» **What you will do**: Turn every line of the records below into a JSON list of strings, one string per line, skipping blank lines. Leave the pictures out.
[Dataset content start]
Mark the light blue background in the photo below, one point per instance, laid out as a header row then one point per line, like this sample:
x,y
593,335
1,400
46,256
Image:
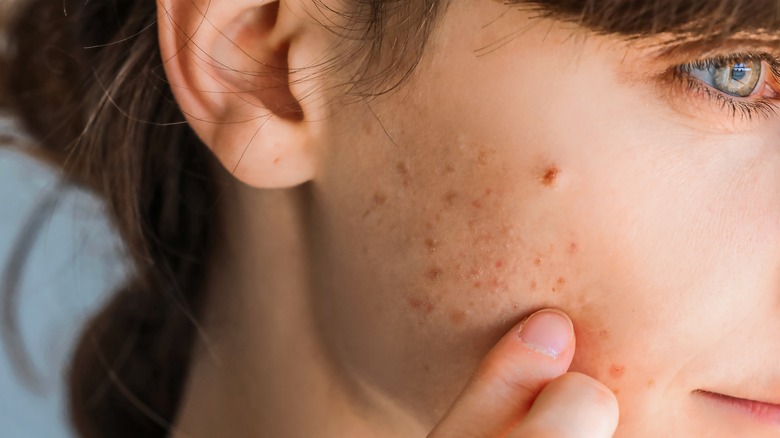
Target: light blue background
[Dataset content end]
» **Right answer**:
[
  "Mark the light blue background in the photo below, one point per instance, laid out as a header row then one point per line, like this sample:",
  "x,y",
  "593,335",
  "1,400",
  "46,256",
  "Image:",
  "Target: light blue background"
]